-- Start of Data provided --
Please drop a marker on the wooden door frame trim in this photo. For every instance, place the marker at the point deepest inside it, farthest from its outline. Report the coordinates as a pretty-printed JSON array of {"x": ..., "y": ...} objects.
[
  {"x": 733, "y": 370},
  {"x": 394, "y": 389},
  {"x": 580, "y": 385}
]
-- End of Data provided --
Can you transcribe the material above line for line, keeping every character unchanged?

:: Expected output ::
Please drop a marker on the wooden door frame trim in this photo. For every instance, place the marker at the point deepest inside it, farthest from its outline. Report the coordinates as a pretty-printed JSON array of {"x": ..., "y": ...} objects.
[
  {"x": 733, "y": 370},
  {"x": 394, "y": 389},
  {"x": 580, "y": 385}
]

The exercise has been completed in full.